> _Problem to solve_: Please copy out every line of the data word for word.

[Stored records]
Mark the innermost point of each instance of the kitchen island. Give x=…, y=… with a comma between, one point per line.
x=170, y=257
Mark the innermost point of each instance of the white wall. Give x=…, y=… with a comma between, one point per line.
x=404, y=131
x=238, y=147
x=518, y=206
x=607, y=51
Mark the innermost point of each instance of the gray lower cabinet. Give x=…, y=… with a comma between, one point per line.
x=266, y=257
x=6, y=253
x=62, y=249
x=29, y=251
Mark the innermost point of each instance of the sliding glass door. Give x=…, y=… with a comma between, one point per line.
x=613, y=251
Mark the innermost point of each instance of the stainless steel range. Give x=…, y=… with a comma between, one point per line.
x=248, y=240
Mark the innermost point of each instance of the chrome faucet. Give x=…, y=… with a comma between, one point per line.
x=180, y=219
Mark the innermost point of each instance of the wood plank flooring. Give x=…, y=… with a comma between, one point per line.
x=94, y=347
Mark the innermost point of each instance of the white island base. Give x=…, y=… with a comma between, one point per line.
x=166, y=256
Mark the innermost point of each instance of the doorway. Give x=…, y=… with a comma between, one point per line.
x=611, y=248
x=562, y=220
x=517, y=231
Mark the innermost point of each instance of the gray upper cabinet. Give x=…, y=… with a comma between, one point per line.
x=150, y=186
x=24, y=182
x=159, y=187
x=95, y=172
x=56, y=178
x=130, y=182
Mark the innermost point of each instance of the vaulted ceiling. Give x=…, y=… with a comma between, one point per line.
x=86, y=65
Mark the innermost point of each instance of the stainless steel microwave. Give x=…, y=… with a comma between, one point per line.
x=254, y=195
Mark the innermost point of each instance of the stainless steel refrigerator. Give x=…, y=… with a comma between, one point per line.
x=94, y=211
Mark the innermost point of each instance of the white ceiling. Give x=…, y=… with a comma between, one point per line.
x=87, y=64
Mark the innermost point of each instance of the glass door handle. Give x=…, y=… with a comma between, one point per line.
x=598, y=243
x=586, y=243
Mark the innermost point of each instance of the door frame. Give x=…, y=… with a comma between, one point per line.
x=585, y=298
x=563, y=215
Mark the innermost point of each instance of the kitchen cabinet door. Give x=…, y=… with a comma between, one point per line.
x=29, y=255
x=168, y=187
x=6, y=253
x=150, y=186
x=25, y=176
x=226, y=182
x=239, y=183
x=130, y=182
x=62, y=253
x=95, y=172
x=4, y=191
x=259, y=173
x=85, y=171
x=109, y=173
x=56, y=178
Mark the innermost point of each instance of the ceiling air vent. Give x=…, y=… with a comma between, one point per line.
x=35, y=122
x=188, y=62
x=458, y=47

> _Exercise result_:
Mark the innermost point of each instance of the kitchen island. Give x=…, y=… with a comma between, one point per line.
x=170, y=257
Mark the innermost point of each instance of the white wall. Give x=…, y=… with a comma between, one point per line.
x=404, y=131
x=238, y=147
x=518, y=206
x=607, y=51
Mark the innermost point of each instance of the gray lower cabinet. Give x=…, y=… with a comma between, one point per line.
x=266, y=257
x=6, y=253
x=62, y=249
x=29, y=251
Mark the innermost point of each instance of the sliding glass door. Give x=…, y=… with a comma between, one point per line.
x=613, y=251
Mark the innermost point of each instance of the stainless steel range. Give x=…, y=… with a comma between, one point per line.
x=248, y=240
Mark the innermost point of each instance of the chrome faucet. Give x=…, y=… with a comma between, one point per line.
x=180, y=219
Mark the innermost point of each instance of the wood plank flooring. Give x=…, y=… with a comma between, one point per line.
x=94, y=347
Mark the innermost point of each instance of the white island base. Give x=…, y=… with a comma between, one point per line.
x=166, y=256
Mark the innermost point of each instance of the doorway. Give x=…, y=… with a comma between, one point per line.
x=611, y=248
x=562, y=220
x=517, y=231
Mark the innermost point of each instance of the gray upper cabinet. Give x=…, y=… with a comma between, one point per line.
x=150, y=186
x=24, y=182
x=159, y=187
x=95, y=172
x=56, y=178
x=130, y=182
Mark the innermost point of each instance of the vaulted ceiling. Give x=…, y=… with a comma between, one point per line.
x=86, y=65
Mark the innermost point of each instance of the stainless steel microwave. Give x=…, y=… with a comma between, one point per line.
x=254, y=195
Mark the innermost point of each instance of the stainless steel refrigerator. Give x=…, y=… with a comma between, one point per line.
x=94, y=211
Mark the innermost point of each instance of the white ceiling. Give x=…, y=… with a comma between, one point per line.
x=87, y=64
Mark the innermost point of each instance of the glass door handle. Give x=…, y=… with a comma between, one point per line.
x=598, y=243
x=586, y=243
Mark the innermost point of each instance of the door frame. Give x=…, y=… with a comma between, one point per line.
x=585, y=298
x=563, y=215
Mark the innermost point of each instance of the kitchen cabinet door. Give x=…, y=… with a comma between, one point per line.
x=29, y=255
x=168, y=187
x=6, y=253
x=150, y=186
x=25, y=176
x=226, y=182
x=239, y=183
x=130, y=182
x=62, y=253
x=95, y=172
x=4, y=191
x=259, y=173
x=85, y=171
x=109, y=173
x=56, y=178
Mark the innermost point of each instance of the ceiling air vent. Give x=…, y=… with a comma between, one point per line.
x=35, y=122
x=188, y=62
x=458, y=47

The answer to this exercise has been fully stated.